THE PROBLEM ▸ Repeat the records below verbatim and include no pictures.

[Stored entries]
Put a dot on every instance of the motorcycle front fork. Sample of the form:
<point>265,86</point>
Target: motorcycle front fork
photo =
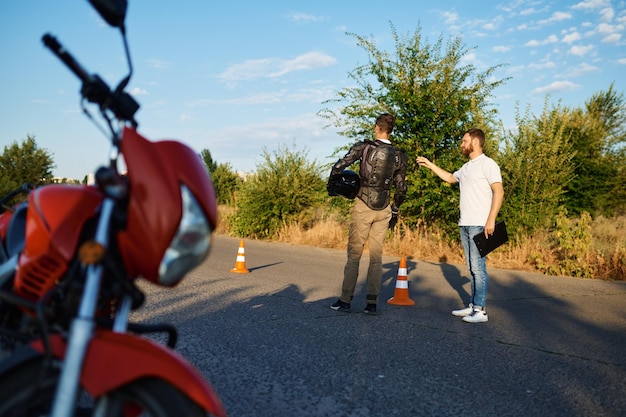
<point>82,327</point>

RESULT OF THE EXERCISE ▸
Put a dot on every instance of the motorcycle front fork. Sample of the form:
<point>265,86</point>
Target: motorcycle front fork
photo =
<point>82,327</point>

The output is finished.